> **Extracted data**
Content starts

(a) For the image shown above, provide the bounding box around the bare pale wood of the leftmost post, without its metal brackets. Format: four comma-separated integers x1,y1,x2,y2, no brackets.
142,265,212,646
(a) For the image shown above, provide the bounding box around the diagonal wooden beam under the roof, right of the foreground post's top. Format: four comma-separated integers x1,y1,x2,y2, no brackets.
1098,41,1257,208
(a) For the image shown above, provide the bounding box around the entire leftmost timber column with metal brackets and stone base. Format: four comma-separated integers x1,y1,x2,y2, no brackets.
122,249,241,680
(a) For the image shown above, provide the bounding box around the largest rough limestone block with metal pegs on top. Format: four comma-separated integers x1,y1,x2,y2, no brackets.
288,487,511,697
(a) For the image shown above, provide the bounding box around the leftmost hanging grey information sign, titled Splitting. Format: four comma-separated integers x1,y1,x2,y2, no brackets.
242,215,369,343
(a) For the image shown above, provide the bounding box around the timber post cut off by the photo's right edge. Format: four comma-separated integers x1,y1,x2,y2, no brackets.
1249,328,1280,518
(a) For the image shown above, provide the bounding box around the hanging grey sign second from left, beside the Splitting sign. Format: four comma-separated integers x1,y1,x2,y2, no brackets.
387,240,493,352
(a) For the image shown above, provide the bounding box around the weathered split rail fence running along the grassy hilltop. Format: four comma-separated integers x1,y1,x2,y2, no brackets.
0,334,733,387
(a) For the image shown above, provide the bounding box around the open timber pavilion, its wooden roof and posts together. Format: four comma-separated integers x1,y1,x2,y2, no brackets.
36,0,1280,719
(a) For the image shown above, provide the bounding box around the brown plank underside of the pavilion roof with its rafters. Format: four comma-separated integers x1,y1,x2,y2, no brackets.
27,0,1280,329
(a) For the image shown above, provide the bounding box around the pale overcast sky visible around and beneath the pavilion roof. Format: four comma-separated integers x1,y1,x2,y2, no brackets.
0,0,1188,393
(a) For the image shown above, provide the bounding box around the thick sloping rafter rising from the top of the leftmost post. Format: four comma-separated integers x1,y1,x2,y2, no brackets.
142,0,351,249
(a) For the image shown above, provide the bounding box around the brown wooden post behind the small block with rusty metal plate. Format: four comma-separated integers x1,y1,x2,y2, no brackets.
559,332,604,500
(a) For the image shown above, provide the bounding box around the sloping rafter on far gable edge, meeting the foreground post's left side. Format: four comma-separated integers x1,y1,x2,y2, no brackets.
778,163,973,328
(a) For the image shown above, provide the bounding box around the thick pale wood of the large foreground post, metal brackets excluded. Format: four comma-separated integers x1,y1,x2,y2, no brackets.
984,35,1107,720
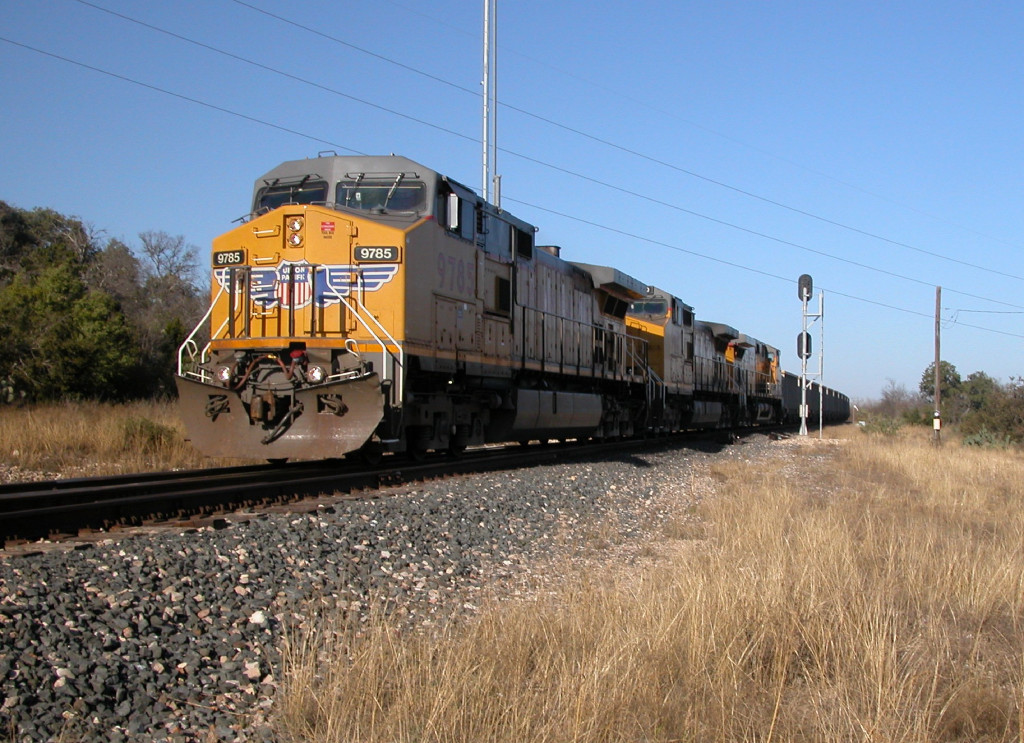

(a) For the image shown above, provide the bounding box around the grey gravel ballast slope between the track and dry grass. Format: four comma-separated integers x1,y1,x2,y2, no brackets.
0,436,798,741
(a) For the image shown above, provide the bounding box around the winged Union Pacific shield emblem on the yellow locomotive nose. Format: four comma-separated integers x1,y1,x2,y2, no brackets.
213,261,398,310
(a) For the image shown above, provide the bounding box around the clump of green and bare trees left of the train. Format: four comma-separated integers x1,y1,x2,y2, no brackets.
0,202,206,401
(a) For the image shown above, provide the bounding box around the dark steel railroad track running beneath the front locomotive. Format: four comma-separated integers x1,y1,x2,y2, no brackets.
0,439,668,545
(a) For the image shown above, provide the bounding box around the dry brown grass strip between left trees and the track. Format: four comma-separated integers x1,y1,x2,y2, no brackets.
0,402,238,479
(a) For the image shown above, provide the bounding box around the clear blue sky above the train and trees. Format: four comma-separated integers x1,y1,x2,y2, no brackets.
0,0,1024,399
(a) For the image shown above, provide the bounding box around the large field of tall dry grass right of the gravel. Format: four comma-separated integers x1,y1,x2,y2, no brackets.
279,435,1024,742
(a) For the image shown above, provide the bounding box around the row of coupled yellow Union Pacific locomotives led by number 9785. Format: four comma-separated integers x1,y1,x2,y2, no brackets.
176,155,849,461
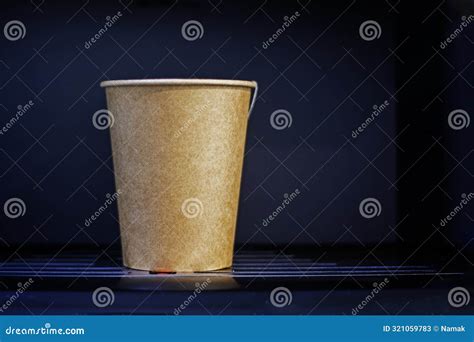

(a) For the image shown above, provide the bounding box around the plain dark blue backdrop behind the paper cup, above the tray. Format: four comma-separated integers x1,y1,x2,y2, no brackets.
0,0,474,258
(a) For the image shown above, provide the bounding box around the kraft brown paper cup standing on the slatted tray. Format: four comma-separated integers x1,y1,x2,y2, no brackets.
101,79,257,272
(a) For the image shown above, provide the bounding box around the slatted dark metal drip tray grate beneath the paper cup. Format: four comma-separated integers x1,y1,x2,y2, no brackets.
0,251,459,290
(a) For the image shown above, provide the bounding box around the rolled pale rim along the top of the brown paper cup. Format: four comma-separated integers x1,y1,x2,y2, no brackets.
100,78,257,88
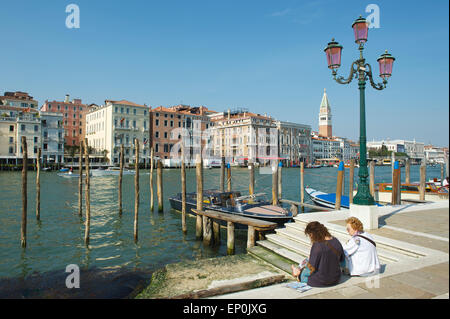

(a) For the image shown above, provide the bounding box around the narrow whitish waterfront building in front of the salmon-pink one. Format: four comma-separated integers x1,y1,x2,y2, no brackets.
40,112,64,164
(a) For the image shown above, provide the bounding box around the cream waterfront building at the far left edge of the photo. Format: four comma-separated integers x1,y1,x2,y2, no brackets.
0,91,42,164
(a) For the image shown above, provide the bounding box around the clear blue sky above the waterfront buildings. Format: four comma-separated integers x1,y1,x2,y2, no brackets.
0,0,449,146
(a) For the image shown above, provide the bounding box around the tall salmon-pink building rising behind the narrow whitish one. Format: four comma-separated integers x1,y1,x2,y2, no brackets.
41,94,94,146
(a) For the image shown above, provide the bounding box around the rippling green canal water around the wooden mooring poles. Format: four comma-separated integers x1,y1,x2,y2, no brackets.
0,166,440,298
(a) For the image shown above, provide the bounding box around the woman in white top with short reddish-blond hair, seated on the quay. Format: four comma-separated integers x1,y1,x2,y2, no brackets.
344,217,380,276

Content ends

The lines to reproduce run from the line containing "around the cream" to the end of the listing; write them out exactly and add nothing.

(a) For the image shown above, provide the bounding box around the cream waterfront building at the far left edge of the photo. Format: four comma-separated integers x1,y1,x2,y2, no brackets.
0,91,42,164
(a) For the image shown above, provide the bounding box around the clear blue sky above the waterfront buildings. Format: four comma-separated integers x1,y1,x2,y2, no brackets.
0,0,449,146
(a) For the image shown above, provide the bounding box around the tall salmon-pink building rising behind the narrow whitish one. Format: four comma-separated integers x1,y1,x2,y2, no brackets.
41,94,94,146
(a) For the image shown above, provide the bounding box around the rippling green canal water around the wooden mooring poles. Format: four comma-separated integers x1,y1,x2,y2, no brackets.
0,166,440,298
(a) For the image shown above, provide the bounding box around the woman in white top with short reddish-blond hair, seated on the quay. Format: four comma-separated integers x1,y1,x2,y2, no brackets.
344,217,380,276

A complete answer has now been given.